* _Written task_
According to the article below on Israel's repeat elections, what electoral threshold must a party pass to enter the parliament?

* _Text section_
• • • • •
Why Israelis are going to the polls for a second time this year

Five things you should know about the second Israeli national elections in six months.

By +972 Magazine Staff

Israeli citizens cast their ballots at a voting station in Jerusalem, during the Knesset elections on April 9, 2019. (Hadas Parush/Flash90)
Israeli citizens cast their ballots at a voting station in Jerusalem, during the Knesset elections on April 9, 2019. (Hadas Parush/Flash90)

How do Israeli elections work?

Israel is a multi-party system, which means several parties will be competing for citizens’ votes come Election Day. There are 5.8 million Israeli citizens who are eligible to vote this time. Of the 6,463,000 Palestinians who live under Israeli control, only 24 percent are defined as citizens with the right to vote. The rest are completely disenfranchised.

A party must pass the 3.25 percent electoral threshold to be a part of the parliament. Since Israeli elections are based on proportional representation, the number of seats each party receives is proportional to the number of votes they win.

Once the Central Elections Committee announces the final election results, the president tasks the head of the party with the most votes with building a coalition, meaning securing at least 61 of the 120 Knesset seats. In cases where no party has a clear lead in the votes, the president could decide to approach the candidate who is most likely to successfully put together a coalition.

Why are there national elections again, six months after the previous round?

One of the consequences of a multi-party system is that no one party wins a clear majority of seats, which makes governing coalitions both necessary and, by definition, unstable. When Avigdor Liberman, who has held top ministries under Netanyahu’s leadership, resigned abruptly as defense minister in 2018, the loss of his party’s six seats caused the collapse of Netanyahu’s coalition. And so elections were called for April 2019.

The Likud won the most seats in the April election, but Netanyahu failed to build a coalition within the given timeframe, which is why another election was announced for Sept. 17. 

How are these elections different?

In general, not much is different about these elections. The size of the voting blocs is the same, and the right is likely to win a majority of seats, as they have for the last decade.
• • • • •
[Location identification entries]
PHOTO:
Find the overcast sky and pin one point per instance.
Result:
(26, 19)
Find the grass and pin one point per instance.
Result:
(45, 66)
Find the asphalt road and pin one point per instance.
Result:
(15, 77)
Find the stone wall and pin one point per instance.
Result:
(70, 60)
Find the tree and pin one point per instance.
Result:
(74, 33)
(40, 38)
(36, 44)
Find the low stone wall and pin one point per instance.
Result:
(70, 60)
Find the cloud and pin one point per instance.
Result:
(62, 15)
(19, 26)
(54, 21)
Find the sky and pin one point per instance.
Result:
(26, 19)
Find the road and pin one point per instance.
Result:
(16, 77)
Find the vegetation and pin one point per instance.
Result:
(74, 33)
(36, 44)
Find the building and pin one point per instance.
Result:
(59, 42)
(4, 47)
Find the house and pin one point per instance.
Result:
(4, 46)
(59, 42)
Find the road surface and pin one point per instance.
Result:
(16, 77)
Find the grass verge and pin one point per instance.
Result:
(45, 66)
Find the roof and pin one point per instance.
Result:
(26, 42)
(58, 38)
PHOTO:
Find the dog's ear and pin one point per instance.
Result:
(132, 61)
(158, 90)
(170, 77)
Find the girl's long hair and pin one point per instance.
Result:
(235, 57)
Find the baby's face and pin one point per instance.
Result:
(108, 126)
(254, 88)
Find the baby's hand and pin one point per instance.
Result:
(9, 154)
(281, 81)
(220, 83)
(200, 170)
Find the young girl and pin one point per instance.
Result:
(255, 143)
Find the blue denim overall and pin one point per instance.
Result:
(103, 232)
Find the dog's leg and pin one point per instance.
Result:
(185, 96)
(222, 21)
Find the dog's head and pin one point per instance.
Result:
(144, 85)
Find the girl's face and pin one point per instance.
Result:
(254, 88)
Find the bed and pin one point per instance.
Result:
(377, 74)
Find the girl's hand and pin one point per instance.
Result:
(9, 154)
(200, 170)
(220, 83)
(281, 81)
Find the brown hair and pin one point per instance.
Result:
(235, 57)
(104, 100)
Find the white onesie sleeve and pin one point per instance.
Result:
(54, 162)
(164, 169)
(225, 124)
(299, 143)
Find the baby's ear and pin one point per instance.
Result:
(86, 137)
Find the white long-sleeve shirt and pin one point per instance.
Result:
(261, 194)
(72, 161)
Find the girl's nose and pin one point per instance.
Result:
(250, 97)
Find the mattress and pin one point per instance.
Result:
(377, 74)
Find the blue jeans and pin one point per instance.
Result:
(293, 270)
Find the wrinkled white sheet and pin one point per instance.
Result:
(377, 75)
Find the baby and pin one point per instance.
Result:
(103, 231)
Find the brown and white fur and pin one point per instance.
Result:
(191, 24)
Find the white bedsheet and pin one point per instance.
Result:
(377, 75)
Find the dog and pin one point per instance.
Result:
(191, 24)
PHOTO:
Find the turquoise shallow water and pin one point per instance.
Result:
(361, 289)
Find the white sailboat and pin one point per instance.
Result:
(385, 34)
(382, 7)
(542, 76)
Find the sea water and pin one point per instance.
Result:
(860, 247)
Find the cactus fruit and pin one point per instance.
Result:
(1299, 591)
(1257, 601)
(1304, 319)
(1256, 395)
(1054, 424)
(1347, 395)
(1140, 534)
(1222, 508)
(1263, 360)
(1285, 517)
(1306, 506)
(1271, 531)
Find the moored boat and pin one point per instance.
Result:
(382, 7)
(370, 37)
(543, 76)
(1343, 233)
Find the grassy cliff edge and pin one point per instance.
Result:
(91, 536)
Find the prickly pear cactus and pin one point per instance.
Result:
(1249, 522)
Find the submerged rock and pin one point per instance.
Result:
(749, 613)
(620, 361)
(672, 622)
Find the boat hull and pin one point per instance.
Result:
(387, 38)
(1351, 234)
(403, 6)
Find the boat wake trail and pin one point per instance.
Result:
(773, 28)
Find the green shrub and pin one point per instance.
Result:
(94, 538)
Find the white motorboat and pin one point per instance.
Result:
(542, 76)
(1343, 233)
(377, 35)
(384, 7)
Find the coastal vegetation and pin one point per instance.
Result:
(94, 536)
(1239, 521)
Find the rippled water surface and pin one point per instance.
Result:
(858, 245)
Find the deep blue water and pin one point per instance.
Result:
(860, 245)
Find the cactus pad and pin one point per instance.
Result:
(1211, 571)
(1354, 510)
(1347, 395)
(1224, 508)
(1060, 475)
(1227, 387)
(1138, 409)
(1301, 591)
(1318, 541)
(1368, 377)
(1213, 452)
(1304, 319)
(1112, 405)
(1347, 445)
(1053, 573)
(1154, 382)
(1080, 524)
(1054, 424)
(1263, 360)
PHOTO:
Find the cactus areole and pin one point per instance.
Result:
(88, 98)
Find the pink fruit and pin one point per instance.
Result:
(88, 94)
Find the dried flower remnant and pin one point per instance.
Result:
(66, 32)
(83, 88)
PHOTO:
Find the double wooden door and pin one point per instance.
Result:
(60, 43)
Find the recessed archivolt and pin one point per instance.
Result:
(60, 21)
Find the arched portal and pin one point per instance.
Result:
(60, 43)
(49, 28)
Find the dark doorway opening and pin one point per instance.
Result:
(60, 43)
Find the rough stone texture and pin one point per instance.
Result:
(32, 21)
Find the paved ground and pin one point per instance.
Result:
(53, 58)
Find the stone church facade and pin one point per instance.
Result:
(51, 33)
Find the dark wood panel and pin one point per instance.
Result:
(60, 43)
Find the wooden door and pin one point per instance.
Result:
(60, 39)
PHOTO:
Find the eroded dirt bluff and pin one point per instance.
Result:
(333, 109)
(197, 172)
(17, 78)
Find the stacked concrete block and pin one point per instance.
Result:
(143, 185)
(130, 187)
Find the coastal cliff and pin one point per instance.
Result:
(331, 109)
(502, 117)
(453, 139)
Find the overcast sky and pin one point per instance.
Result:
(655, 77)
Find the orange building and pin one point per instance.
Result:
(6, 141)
• • • • •
* _Task output_
3.25 percent